Extract every line of the data below that contains the word "blue", treating uppercase and lowercase letters as different.
━━━━━━━━━━
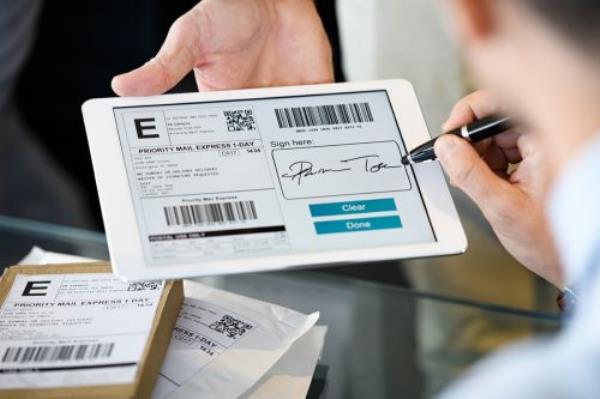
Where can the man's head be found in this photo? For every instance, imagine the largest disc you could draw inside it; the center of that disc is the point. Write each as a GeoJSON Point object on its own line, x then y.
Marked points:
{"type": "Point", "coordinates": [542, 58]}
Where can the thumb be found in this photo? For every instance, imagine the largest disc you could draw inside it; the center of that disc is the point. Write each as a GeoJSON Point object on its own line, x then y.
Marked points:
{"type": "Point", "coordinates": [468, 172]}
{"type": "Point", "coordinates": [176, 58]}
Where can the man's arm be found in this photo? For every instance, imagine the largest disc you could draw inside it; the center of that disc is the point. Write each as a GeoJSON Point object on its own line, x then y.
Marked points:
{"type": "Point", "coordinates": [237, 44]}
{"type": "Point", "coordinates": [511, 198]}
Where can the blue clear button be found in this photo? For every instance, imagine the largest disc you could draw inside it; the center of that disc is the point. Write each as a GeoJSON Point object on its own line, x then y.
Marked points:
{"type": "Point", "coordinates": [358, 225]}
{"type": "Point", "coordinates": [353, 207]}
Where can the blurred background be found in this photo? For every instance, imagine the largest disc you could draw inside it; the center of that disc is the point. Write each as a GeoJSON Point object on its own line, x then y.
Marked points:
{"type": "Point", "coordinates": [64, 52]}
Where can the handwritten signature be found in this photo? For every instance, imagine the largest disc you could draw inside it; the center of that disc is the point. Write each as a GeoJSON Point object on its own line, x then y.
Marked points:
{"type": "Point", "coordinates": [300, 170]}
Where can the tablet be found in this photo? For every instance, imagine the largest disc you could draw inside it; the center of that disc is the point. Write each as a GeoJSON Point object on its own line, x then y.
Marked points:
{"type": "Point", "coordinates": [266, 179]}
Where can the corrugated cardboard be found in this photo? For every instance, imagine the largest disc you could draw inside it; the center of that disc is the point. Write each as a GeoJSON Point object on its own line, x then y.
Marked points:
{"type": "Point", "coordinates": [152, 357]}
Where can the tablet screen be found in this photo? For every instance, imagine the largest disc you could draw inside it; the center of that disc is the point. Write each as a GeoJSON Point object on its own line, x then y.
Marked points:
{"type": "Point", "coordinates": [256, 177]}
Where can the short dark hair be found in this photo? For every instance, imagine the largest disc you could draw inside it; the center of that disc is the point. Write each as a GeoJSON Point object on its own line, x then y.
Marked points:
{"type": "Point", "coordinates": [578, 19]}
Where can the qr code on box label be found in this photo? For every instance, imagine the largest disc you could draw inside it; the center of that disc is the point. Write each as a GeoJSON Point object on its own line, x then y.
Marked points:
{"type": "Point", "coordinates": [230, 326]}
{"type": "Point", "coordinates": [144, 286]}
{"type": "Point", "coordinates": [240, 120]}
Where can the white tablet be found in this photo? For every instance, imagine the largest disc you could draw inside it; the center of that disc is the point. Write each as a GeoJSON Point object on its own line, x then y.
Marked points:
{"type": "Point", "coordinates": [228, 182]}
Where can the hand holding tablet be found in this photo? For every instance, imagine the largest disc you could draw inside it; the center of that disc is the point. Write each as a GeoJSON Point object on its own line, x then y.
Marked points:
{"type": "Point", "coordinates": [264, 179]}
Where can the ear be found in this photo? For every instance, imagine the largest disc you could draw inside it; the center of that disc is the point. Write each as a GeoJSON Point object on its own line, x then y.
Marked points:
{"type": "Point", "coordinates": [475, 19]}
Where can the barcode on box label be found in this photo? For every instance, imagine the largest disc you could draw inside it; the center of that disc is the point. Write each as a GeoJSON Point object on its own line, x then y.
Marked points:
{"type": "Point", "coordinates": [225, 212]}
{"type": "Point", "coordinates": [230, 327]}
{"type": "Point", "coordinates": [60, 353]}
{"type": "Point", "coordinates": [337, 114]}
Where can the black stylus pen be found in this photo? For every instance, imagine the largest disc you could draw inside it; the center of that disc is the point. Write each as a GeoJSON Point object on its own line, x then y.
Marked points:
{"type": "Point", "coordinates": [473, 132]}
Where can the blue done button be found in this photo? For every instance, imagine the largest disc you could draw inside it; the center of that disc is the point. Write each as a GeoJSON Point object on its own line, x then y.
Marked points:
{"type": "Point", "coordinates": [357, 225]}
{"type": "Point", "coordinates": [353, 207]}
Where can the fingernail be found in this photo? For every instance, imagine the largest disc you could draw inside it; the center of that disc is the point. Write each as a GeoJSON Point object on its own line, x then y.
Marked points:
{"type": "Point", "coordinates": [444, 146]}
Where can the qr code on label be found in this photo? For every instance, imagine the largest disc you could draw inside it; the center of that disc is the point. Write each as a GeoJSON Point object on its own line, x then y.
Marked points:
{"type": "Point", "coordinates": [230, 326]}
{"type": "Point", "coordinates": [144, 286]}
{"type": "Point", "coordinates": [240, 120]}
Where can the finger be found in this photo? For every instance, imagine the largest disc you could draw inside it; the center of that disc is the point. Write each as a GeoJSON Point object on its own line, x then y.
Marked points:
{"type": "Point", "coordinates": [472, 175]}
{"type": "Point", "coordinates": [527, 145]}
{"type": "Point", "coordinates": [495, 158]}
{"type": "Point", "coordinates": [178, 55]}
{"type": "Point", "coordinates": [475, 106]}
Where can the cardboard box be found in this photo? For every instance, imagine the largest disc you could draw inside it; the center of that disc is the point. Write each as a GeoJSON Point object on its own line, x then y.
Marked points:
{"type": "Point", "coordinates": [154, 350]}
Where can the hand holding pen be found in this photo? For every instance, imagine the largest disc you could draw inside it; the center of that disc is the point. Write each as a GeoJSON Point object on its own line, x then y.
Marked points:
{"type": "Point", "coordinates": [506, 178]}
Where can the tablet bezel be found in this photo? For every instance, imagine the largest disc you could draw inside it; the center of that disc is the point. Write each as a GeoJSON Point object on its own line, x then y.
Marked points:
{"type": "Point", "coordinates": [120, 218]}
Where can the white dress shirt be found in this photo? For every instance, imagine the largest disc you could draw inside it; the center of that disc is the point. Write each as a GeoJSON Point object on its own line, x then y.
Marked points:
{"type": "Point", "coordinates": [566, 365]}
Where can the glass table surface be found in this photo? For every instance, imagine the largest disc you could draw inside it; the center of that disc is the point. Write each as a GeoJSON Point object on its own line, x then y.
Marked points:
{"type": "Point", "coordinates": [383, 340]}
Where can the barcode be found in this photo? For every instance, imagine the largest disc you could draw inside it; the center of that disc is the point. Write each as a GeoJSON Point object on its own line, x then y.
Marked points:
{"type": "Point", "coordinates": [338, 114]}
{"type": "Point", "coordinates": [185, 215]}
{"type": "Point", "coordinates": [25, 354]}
━━━━━━━━━━
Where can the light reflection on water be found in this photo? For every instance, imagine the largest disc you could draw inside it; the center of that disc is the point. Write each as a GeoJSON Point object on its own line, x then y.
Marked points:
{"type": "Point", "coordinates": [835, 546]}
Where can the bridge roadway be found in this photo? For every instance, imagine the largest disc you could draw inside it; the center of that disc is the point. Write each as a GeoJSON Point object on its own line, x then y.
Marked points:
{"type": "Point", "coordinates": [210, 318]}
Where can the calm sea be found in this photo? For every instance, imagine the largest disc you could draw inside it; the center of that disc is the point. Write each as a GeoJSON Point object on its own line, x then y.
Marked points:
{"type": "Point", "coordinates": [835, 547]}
━━━━━━━━━━
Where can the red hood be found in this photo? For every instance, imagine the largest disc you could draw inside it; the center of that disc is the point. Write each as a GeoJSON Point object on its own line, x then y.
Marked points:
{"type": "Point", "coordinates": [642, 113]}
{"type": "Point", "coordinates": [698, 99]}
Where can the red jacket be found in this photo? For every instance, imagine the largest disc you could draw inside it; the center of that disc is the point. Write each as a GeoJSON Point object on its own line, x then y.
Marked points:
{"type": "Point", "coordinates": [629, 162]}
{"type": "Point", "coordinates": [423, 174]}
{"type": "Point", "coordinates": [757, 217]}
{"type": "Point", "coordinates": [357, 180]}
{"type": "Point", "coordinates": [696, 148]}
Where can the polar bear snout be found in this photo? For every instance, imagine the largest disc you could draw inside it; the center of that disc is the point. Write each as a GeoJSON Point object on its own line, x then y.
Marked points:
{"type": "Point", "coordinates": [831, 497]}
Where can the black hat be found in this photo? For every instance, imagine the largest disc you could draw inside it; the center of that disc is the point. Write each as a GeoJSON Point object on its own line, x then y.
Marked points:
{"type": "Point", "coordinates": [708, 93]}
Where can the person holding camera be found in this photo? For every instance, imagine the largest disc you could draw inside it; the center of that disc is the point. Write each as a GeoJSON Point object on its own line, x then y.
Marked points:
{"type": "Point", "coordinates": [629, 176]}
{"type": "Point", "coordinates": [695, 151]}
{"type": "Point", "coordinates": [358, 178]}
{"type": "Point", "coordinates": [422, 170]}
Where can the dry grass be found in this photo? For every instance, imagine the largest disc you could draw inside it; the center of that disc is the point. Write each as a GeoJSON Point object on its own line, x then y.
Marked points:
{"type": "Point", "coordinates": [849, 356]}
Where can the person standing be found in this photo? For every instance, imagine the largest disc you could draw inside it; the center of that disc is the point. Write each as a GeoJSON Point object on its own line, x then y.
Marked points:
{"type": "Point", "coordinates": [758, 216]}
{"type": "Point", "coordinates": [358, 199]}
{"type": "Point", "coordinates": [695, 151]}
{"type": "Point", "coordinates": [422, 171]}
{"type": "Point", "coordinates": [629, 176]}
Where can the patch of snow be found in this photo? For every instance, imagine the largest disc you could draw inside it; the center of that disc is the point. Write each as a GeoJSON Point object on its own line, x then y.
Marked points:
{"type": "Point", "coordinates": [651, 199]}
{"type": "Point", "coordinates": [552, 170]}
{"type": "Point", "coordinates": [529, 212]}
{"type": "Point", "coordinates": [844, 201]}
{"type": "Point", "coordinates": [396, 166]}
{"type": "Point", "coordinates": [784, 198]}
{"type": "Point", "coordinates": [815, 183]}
━━━━━━━━━━
Worked solution:
Where can the blue clear button be found in this photo? For every instance, imagine the largest disc you could draw inside it; the center of that disc is the point. Write each as a GeoJSON Point object on its own line, x then y.
Where can the blue done button be found in this photo? For every instance, imagine the largest disc you could draw inside it; the center of that disc is the point. Write each as a GeoJSON Point object on its own line, x then y.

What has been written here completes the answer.